> Brief
Please explain, in one to three sentences, why the teen couple in the excerpt about the musical The Prom keeps their relationship from their peers and families.

> Source excerpt
• • • • •

Musical about a gay teen couple unable to reveal their relationship to their peers and families for fear of retribution. When one of them makes it clear that she plans to go to the prom with her same-sex partner, the PTA cancels prom, until a troupe of actors from Broadway take the conservative Indiana town by storm. Also with Meryl Streep, James Corden, Nicole Kidman, Kerry Washington, Keegan-Michael Key, Andrew Rannells, Ariana DeBose, Jo Ellen Pellman, Tracey Ullman and Mary Kay Place. Directed by Ryan Murphy. [Running Time: 2:10]

The Prom SEX/NUDITY 3

 – Two stuffed bears posed in a sex act are shown in a teen girl’s locker.
 A man kisses a woman and she moans. A man and a woman kiss and the man lifts her off the floor. Two teen girls kiss. Two teen girls nearly kiss and are interrupted. A few teen boys ask teen girls to go to prom with them and the act is referred to as a “promposal”; the girls accept and they hug and kiss.
 Two teen girls hold hands and walk together while singing about wanting to go to prom and dance with each other in a couple of scenes. Men and women dance at an after-party. Teen boys and teen girls dance at a prom and some of the girl’s dresses flip up to reveal matching undergarments and their legs to the hips.

• • • • •

> Listed entries
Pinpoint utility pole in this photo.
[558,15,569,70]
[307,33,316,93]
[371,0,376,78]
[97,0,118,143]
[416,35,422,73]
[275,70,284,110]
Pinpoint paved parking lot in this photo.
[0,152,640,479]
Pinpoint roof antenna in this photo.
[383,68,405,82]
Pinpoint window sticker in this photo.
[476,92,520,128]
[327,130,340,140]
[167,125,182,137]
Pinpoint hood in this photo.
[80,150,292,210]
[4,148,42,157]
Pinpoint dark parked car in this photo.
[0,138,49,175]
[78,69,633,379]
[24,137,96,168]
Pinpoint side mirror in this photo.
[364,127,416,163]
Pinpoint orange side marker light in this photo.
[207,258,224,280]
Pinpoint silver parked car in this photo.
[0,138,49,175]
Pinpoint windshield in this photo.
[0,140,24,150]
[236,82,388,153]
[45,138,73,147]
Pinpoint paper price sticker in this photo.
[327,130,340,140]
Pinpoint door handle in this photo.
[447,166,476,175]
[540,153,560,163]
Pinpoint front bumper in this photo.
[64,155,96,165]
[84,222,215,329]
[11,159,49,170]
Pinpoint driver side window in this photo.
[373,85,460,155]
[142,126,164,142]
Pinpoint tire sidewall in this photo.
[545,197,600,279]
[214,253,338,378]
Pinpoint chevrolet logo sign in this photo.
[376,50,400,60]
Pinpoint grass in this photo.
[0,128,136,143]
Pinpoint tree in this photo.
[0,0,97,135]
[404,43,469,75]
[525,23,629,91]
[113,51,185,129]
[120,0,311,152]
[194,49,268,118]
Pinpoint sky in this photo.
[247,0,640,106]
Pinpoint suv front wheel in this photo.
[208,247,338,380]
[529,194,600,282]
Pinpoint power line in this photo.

• • • • •

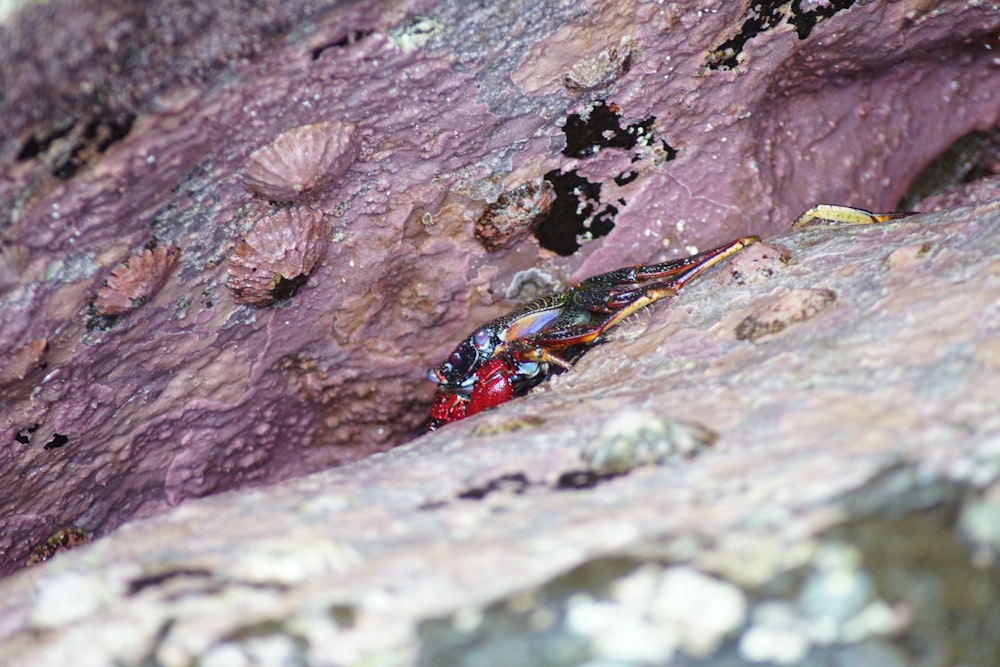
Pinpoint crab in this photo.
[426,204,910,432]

• • • • •

> Reply
The couple is unable to reveal their relationship to their peers and families because they fear retribution.